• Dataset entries
##############################
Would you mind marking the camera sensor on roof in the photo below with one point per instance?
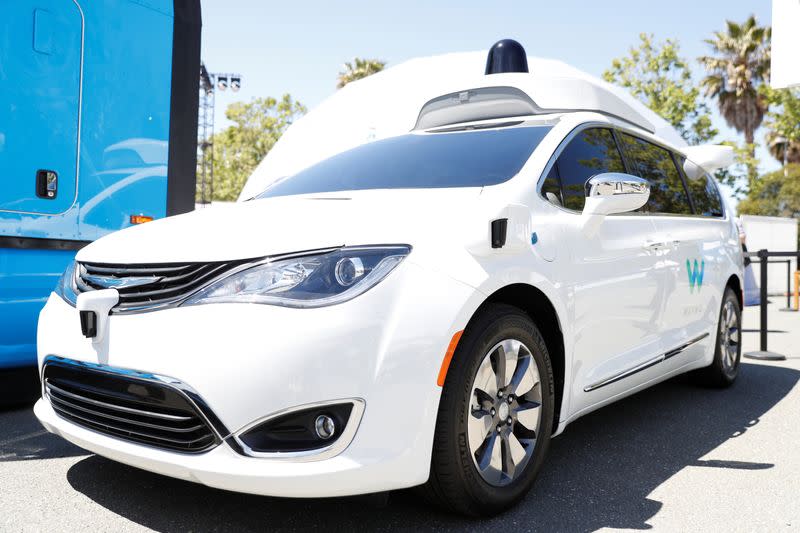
(506, 56)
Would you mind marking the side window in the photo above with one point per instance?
(655, 164)
(702, 189)
(591, 152)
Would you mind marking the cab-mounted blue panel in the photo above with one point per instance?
(101, 96)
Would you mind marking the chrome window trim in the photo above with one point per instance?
(219, 429)
(318, 454)
(644, 366)
(617, 129)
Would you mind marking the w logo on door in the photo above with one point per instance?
(695, 274)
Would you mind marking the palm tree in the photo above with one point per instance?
(359, 68)
(740, 64)
(777, 146)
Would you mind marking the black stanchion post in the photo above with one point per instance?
(788, 286)
(763, 353)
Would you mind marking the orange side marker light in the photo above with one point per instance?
(140, 219)
(448, 356)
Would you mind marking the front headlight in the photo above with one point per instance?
(307, 281)
(66, 285)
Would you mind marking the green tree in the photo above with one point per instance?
(359, 68)
(737, 69)
(656, 74)
(774, 194)
(744, 160)
(783, 123)
(238, 149)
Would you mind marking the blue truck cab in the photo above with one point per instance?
(98, 129)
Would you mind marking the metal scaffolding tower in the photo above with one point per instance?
(209, 83)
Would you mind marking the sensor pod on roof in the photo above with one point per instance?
(506, 55)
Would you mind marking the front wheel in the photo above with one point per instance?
(728, 350)
(495, 415)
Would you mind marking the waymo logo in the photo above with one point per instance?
(695, 274)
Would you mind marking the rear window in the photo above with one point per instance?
(420, 160)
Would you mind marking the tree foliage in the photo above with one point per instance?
(656, 74)
(783, 122)
(257, 126)
(737, 68)
(358, 69)
(774, 194)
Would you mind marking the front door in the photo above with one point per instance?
(40, 77)
(615, 274)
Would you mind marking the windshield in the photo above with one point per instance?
(471, 158)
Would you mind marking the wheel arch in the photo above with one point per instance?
(735, 284)
(540, 309)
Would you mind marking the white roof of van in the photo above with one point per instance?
(388, 103)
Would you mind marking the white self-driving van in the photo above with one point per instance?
(427, 302)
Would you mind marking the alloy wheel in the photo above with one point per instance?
(504, 412)
(729, 334)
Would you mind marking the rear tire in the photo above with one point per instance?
(728, 348)
(485, 457)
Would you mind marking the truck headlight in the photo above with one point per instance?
(306, 281)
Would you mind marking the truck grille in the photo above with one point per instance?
(127, 407)
(149, 287)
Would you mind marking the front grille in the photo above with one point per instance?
(145, 287)
(127, 407)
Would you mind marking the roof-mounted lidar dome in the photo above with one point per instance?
(506, 56)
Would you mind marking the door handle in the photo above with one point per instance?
(654, 246)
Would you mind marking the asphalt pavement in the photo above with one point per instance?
(676, 457)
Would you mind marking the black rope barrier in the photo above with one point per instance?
(763, 256)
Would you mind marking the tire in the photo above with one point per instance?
(728, 348)
(457, 482)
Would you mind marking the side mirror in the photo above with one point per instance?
(612, 192)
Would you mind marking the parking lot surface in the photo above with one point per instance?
(673, 458)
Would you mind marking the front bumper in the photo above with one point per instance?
(249, 361)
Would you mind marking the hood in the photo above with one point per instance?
(294, 223)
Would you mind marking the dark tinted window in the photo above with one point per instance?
(591, 152)
(655, 164)
(427, 160)
(702, 189)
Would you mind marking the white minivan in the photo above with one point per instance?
(427, 308)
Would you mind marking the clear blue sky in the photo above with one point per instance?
(299, 47)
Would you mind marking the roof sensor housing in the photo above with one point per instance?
(506, 56)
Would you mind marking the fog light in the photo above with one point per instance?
(325, 427)
(303, 429)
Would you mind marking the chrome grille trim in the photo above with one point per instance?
(176, 283)
(171, 283)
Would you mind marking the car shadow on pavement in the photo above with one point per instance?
(600, 473)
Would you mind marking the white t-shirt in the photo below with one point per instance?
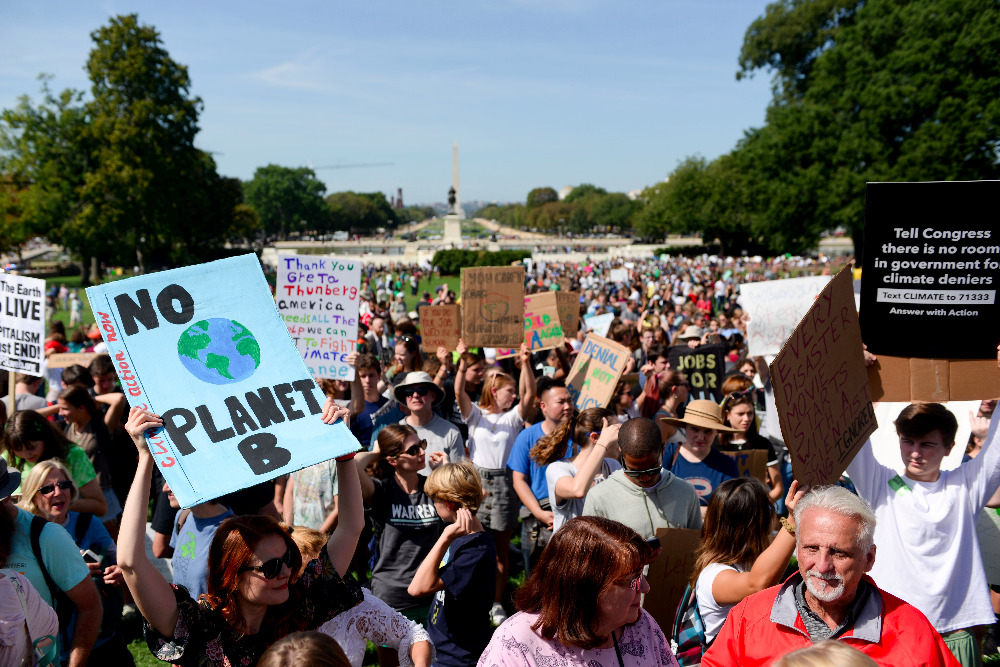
(571, 507)
(928, 552)
(491, 436)
(713, 615)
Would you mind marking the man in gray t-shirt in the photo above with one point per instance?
(419, 394)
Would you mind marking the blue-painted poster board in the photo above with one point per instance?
(205, 348)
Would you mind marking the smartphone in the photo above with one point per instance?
(91, 557)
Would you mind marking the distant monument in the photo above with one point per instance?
(453, 221)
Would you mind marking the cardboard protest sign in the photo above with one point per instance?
(668, 575)
(67, 359)
(591, 382)
(775, 307)
(704, 367)
(931, 265)
(901, 379)
(440, 326)
(22, 324)
(206, 348)
(821, 387)
(493, 306)
(751, 463)
(318, 297)
(569, 312)
(988, 532)
(599, 324)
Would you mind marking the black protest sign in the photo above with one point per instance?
(931, 269)
(704, 367)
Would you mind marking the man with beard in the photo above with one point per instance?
(62, 560)
(830, 597)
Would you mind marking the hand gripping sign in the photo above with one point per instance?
(205, 348)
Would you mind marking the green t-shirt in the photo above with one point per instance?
(80, 467)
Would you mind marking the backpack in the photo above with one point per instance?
(689, 631)
(111, 598)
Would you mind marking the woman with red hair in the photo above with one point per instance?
(252, 600)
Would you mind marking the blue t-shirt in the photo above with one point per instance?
(191, 545)
(521, 461)
(459, 618)
(703, 476)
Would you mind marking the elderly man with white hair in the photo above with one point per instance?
(830, 597)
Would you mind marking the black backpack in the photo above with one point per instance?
(111, 597)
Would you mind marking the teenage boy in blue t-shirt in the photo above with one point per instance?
(460, 568)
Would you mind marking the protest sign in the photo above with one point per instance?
(704, 367)
(821, 387)
(591, 381)
(206, 348)
(669, 573)
(569, 312)
(440, 326)
(751, 463)
(931, 268)
(318, 297)
(988, 532)
(22, 324)
(775, 307)
(493, 306)
(599, 324)
(903, 379)
(67, 359)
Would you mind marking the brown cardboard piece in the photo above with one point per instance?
(67, 359)
(569, 312)
(821, 386)
(902, 379)
(597, 369)
(493, 306)
(751, 463)
(668, 575)
(440, 326)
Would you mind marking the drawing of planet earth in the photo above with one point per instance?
(219, 351)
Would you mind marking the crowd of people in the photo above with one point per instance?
(472, 470)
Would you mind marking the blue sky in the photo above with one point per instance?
(535, 92)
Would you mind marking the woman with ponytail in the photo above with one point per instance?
(405, 523)
(595, 438)
(493, 426)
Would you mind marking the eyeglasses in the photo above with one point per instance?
(65, 485)
(648, 472)
(419, 391)
(413, 450)
(272, 568)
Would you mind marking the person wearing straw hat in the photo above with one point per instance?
(694, 460)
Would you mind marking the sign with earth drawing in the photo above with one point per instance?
(205, 348)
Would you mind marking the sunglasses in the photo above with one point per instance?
(420, 391)
(648, 472)
(272, 568)
(65, 485)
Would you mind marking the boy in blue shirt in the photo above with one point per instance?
(460, 569)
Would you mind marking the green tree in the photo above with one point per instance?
(287, 199)
(541, 196)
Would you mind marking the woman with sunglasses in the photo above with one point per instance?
(738, 411)
(29, 439)
(252, 600)
(48, 493)
(595, 438)
(405, 523)
(573, 613)
(494, 424)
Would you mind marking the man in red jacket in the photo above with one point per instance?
(829, 598)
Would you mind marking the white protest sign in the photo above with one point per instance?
(775, 308)
(22, 324)
(318, 298)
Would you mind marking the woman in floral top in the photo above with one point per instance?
(251, 600)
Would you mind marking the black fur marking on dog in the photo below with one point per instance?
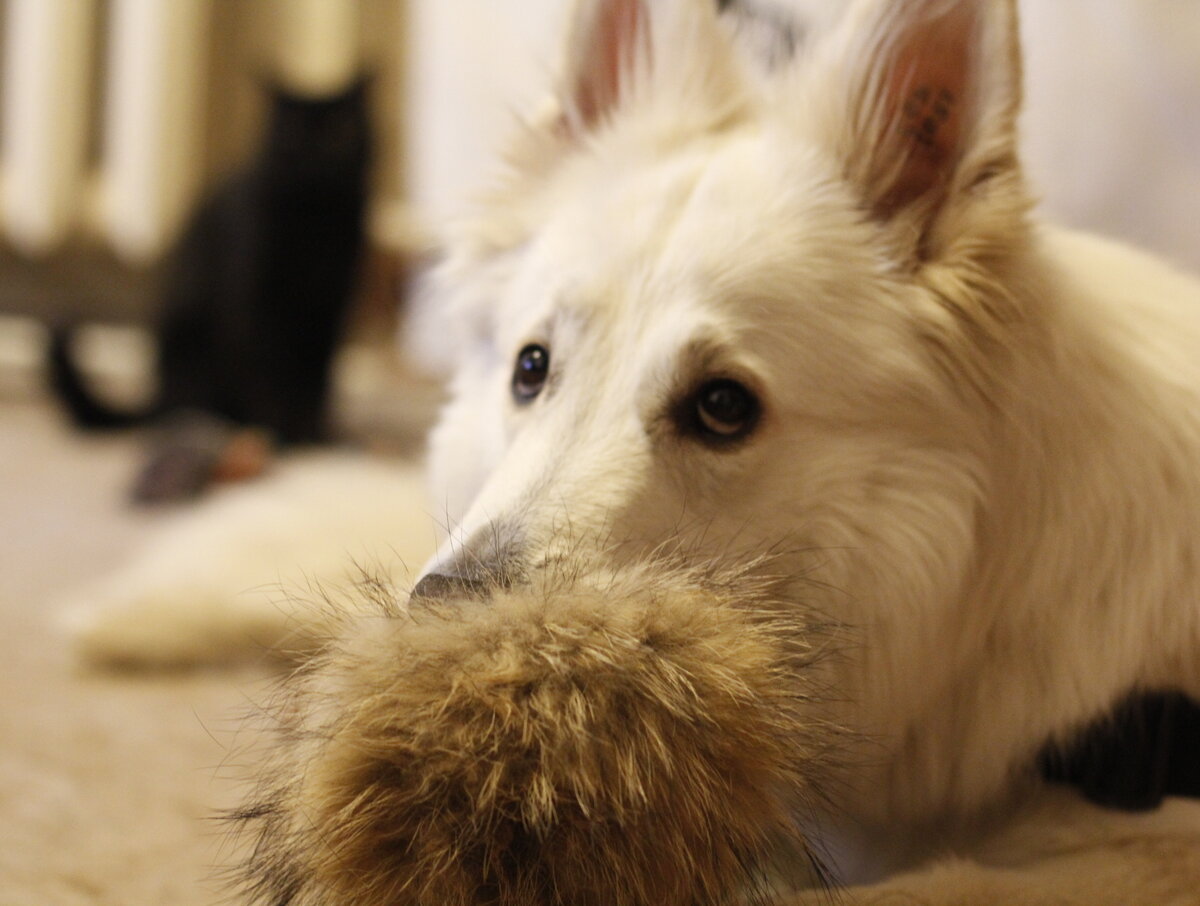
(1145, 751)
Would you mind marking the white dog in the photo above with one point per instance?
(803, 310)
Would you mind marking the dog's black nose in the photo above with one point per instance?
(438, 586)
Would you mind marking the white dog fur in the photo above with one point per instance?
(979, 435)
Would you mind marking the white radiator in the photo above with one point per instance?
(147, 107)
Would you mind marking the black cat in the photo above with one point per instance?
(259, 286)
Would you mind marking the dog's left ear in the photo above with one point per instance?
(923, 97)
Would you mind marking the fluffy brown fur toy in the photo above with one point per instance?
(630, 739)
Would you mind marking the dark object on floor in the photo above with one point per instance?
(259, 288)
(193, 450)
(1146, 750)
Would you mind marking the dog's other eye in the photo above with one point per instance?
(531, 371)
(725, 411)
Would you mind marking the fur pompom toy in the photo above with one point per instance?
(635, 739)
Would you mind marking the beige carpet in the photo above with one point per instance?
(108, 785)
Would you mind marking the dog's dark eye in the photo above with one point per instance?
(529, 375)
(725, 411)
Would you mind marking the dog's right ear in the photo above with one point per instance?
(607, 51)
(670, 53)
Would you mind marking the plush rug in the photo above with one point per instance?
(109, 785)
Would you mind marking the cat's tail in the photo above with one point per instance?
(87, 411)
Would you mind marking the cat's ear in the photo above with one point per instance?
(607, 51)
(921, 100)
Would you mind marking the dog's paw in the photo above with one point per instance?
(253, 570)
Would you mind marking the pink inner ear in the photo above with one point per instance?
(607, 59)
(927, 97)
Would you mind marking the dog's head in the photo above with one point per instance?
(736, 307)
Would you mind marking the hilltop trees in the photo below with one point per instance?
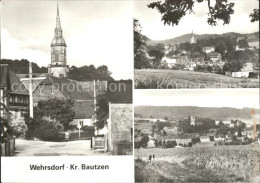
(86, 73)
(235, 61)
(172, 11)
(59, 110)
(22, 66)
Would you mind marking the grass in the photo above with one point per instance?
(178, 79)
(199, 164)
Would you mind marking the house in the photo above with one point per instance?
(254, 44)
(14, 95)
(219, 138)
(215, 57)
(4, 90)
(120, 121)
(52, 87)
(84, 113)
(208, 49)
(212, 130)
(171, 130)
(204, 139)
(170, 61)
(151, 143)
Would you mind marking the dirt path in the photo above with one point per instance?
(41, 148)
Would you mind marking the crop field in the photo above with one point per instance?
(199, 164)
(179, 79)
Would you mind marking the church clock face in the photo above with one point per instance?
(56, 73)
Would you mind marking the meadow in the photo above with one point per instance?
(180, 79)
(199, 164)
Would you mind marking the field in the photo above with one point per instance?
(199, 164)
(179, 79)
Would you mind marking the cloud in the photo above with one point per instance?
(14, 49)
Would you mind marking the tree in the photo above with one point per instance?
(235, 61)
(19, 127)
(140, 50)
(173, 10)
(157, 57)
(255, 15)
(59, 110)
(22, 66)
(102, 112)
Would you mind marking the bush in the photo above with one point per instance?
(170, 144)
(88, 129)
(48, 130)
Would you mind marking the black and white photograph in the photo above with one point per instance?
(196, 44)
(66, 80)
(194, 136)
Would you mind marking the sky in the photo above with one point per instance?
(235, 98)
(96, 32)
(154, 28)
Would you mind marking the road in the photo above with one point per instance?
(42, 148)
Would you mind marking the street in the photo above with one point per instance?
(42, 148)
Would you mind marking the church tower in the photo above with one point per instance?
(192, 39)
(58, 66)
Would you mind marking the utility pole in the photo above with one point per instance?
(30, 90)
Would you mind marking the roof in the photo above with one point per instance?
(69, 88)
(5, 78)
(214, 54)
(120, 91)
(247, 68)
(220, 136)
(83, 109)
(167, 137)
(34, 75)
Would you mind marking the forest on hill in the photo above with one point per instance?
(179, 112)
(84, 73)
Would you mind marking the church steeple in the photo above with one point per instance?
(58, 66)
(58, 30)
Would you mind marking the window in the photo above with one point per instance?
(56, 57)
(81, 123)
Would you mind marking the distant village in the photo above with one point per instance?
(208, 55)
(193, 131)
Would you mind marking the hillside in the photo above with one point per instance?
(179, 79)
(186, 38)
(178, 112)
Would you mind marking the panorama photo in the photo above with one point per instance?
(192, 136)
(196, 44)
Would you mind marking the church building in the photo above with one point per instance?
(58, 67)
(192, 39)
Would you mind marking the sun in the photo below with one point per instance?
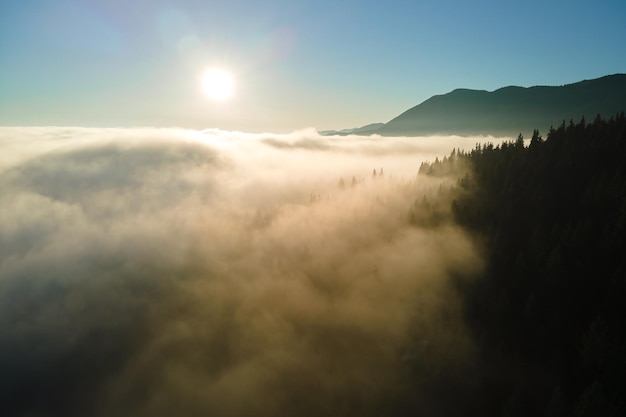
(218, 84)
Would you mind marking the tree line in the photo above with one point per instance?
(549, 311)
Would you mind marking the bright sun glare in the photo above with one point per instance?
(217, 84)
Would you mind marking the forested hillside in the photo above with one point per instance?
(549, 313)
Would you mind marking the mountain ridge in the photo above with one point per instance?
(509, 110)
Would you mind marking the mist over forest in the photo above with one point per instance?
(172, 272)
(154, 272)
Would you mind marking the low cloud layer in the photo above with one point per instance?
(158, 272)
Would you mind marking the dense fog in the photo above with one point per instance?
(159, 272)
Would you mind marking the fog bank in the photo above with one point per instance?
(153, 272)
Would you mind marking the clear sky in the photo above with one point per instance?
(295, 64)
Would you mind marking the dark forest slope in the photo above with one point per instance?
(511, 110)
(550, 311)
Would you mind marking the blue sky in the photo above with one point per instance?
(296, 64)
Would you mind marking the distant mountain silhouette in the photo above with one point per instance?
(509, 111)
(363, 130)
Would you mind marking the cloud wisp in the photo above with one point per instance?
(153, 272)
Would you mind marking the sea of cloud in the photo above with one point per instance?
(159, 272)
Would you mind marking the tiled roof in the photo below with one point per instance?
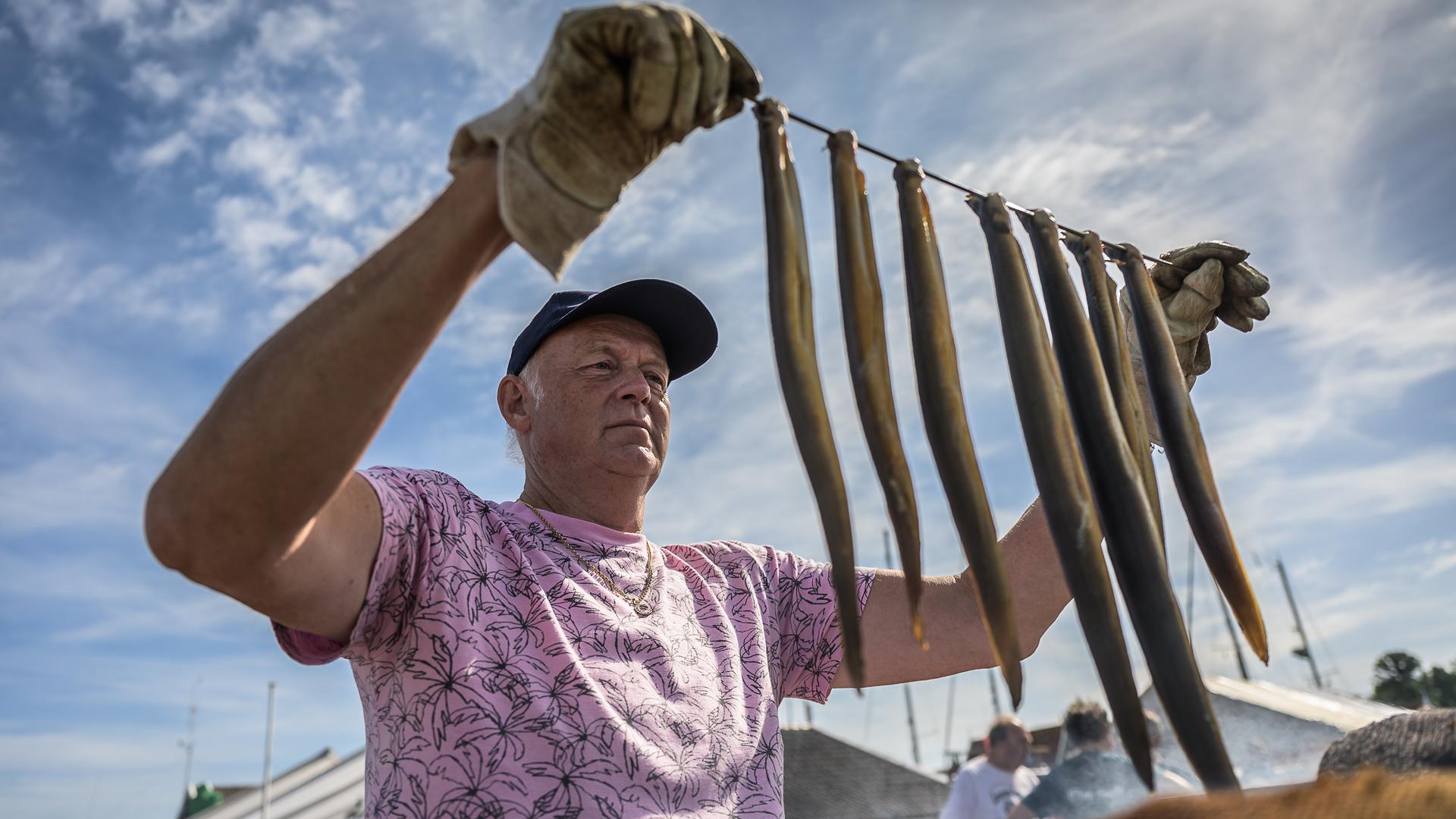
(826, 777)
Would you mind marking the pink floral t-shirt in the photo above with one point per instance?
(500, 678)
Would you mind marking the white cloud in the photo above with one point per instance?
(50, 27)
(200, 20)
(44, 494)
(284, 36)
(166, 152)
(226, 112)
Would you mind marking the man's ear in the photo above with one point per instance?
(510, 397)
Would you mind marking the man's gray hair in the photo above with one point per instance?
(1002, 729)
(530, 373)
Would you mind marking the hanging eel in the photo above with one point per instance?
(1111, 341)
(1187, 453)
(792, 322)
(1131, 535)
(946, 428)
(870, 360)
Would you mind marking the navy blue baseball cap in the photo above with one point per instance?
(680, 319)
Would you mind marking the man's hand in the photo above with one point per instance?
(618, 85)
(1199, 286)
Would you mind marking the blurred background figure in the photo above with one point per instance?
(1166, 780)
(992, 784)
(1092, 783)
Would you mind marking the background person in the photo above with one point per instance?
(544, 656)
(992, 784)
(1094, 783)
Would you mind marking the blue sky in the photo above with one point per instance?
(177, 181)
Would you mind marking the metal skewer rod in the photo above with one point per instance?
(960, 187)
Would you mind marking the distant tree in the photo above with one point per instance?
(1440, 687)
(1398, 679)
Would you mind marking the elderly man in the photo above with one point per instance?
(1091, 783)
(995, 783)
(542, 656)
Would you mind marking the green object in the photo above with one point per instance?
(200, 798)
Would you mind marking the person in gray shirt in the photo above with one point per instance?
(1094, 783)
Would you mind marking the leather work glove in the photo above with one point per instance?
(1199, 286)
(618, 85)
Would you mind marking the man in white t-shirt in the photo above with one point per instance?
(992, 784)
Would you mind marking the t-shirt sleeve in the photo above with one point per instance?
(810, 643)
(413, 504)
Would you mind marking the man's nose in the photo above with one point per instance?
(634, 387)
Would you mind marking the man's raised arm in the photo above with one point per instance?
(261, 502)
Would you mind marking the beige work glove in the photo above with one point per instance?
(618, 85)
(1199, 286)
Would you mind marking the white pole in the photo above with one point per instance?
(268, 754)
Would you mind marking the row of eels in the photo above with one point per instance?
(1079, 413)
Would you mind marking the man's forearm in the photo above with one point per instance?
(952, 621)
(293, 422)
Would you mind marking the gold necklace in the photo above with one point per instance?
(638, 604)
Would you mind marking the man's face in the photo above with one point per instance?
(1011, 752)
(604, 384)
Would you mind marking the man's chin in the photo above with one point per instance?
(634, 463)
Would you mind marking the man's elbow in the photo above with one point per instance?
##############################
• Work instructions
This exercise calls for the line containing "Would you mind marking the man in white" and each line after it in the records, copied exactly.

• Reply
Would you mind marking the man in white t-shirt in the photo above with one point per instance?
(992, 784)
Would you mind marking the t-shirt sleeve in the photo above with one point per instance?
(810, 643)
(413, 504)
Would you mind marking the man's nose in the photo above with one point per instance?
(634, 387)
Would you mind marking the man's raised arm in the photo above with one point per instance?
(261, 502)
Would you mind marking the beige work glove in the photo above with one point per instance?
(618, 85)
(1199, 286)
Would you mind marking the white pole in the photo above with one point per instance?
(268, 754)
Would you mind marking the row of eels in the photo above with one point per instance?
(1079, 413)
Would you mind marking the man's forearm in the photo above with one point per instance?
(952, 621)
(293, 422)
Would you mind marking the gold necklace in the photo above with one point per instance?
(638, 604)
Would you mind marking the man's face in the photo above with one point per instance?
(1011, 752)
(604, 384)
Would you mind marking the man's chin in the photo above with one point per instance?
(634, 463)
Would you mind marking the man's elbow in the photo above with one point per instance?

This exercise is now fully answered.